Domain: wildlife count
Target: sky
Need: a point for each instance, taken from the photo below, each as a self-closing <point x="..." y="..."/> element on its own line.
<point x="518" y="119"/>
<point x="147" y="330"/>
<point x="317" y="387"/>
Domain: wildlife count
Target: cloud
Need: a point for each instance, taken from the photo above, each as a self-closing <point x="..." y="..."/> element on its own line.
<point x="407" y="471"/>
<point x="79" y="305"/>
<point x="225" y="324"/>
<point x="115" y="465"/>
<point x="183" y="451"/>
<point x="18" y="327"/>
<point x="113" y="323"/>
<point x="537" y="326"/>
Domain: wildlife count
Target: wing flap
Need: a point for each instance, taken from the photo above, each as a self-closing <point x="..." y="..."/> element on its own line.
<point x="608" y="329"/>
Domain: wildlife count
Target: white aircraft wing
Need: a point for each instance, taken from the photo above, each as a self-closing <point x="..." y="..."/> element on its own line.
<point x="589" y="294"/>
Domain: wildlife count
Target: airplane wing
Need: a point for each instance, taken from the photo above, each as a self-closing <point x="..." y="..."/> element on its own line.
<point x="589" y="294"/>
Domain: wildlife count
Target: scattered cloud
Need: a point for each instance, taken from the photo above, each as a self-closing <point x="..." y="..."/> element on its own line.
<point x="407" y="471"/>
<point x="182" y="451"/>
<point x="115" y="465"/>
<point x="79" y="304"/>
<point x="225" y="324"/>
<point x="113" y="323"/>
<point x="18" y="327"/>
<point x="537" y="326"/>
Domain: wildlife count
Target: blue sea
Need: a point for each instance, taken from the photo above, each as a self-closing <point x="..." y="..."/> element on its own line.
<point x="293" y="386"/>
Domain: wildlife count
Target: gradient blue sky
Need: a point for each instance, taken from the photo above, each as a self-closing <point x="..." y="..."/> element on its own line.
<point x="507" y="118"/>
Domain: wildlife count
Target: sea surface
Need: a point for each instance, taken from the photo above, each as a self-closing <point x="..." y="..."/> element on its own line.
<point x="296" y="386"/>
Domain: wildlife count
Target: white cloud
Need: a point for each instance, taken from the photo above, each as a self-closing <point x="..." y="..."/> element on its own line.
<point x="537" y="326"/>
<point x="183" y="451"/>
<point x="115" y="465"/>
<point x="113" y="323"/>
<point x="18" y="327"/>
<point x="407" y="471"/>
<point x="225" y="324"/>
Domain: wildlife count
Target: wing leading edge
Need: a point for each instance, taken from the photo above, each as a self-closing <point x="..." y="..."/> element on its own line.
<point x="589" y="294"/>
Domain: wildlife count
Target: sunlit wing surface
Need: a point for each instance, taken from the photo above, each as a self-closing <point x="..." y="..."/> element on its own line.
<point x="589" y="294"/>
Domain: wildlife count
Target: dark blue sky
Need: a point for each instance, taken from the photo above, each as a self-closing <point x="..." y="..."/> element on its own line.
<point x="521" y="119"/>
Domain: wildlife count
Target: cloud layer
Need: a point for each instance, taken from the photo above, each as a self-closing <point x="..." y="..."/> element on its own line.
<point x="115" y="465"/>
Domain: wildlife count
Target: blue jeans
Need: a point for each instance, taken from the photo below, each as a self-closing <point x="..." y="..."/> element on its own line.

● **Set problem**: Produce an exact copy of the whole listing.

● **Exercise answer**:
Domain: wildlife count
Target: sky
Need: a point for each instance, taken from the photo below, each as a self-closing <point x="..." y="..."/> element on its own line.
<point x="518" y="119"/>
<point x="147" y="330"/>
<point x="317" y="387"/>
Domain: wildlife count
Target: cloud
Need: a point for each instance, taken from the photo above, each as a self-closing <point x="..." y="..."/> element on its own line.
<point x="407" y="471"/>
<point x="79" y="305"/>
<point x="225" y="324"/>
<point x="115" y="465"/>
<point x="183" y="451"/>
<point x="18" y="327"/>
<point x="113" y="323"/>
<point x="537" y="326"/>
Domain: wildlife count
Target: wing flap
Need: a point for each instance, taken from the photo above, each as a self-closing <point x="..." y="..."/> element on its own line.
<point x="608" y="329"/>
Domain: wildlife count
Target: white aircraft wing
Need: a point for each instance, taken from the photo above, each as a self-closing <point x="..." y="..."/> element on its own line.
<point x="589" y="294"/>
Domain: wildlife count
Target: airplane wing
Need: a point for each instance, taken from the photo above, each as a self-closing <point x="..." y="..."/> element on its own line.
<point x="589" y="294"/>
Domain: wildlife count
Target: scattered cloud
Need: a point for each instance, taken from the photo above, each as a self-closing <point x="..." y="..."/> element on its own line.
<point x="407" y="471"/>
<point x="182" y="451"/>
<point x="115" y="465"/>
<point x="79" y="304"/>
<point x="225" y="324"/>
<point x="113" y="323"/>
<point x="18" y="327"/>
<point x="537" y="326"/>
Domain: wildlife count
Target: blue sea
Need: a point for each instance, taken from the photo above, each as a self-closing <point x="..." y="..."/> element on its own line.
<point x="293" y="386"/>
Domain: wildlife count
Target: gradient blue sky
Need: a point for each instance, taken from the photo above, each as a self-closing <point x="..." y="..."/> element on its own line.
<point x="507" y="118"/>
Domain: wildlife count
Target: sea surface
Need: a point for each instance, taken from the photo above, each as a self-closing <point x="..." y="..."/> element on its own line.
<point x="296" y="386"/>
Domain: wildlife count
Target: white cloud
Need: a point for each instance, taken from the photo above, each as a self-closing <point x="..." y="..."/> element on its own line.
<point x="537" y="326"/>
<point x="183" y="451"/>
<point x="115" y="465"/>
<point x="113" y="323"/>
<point x="18" y="327"/>
<point x="407" y="471"/>
<point x="225" y="324"/>
Domain: wildlife count
Target: wing leading edge
Need: a point for each instance, taken from the photo above, each as a self-closing <point x="..." y="..."/> element on its own line.
<point x="589" y="294"/>
Domain: wildlife count
Target: sunlit wing surface
Need: a point for each instance, taken from the photo above, each as a self-closing <point x="..." y="..."/> element on its own line.
<point x="589" y="294"/>
Domain: wildlife count
Target: dark blue sky
Need: a point for each instance, taken from the photo above, each as a self-closing <point x="..." y="..."/> element on its own line.
<point x="521" y="119"/>
Domain: wildlife count
Target: cloud layer
Need: a point for each instance, taken from the photo above, each as a self-closing <point x="..." y="..."/> element on its own line.
<point x="115" y="465"/>
Domain: wildlife count
Target: blue jeans
Need: a point for each instance, taken from the photo below, each as a self-closing <point x="..." y="..."/> element on its own line.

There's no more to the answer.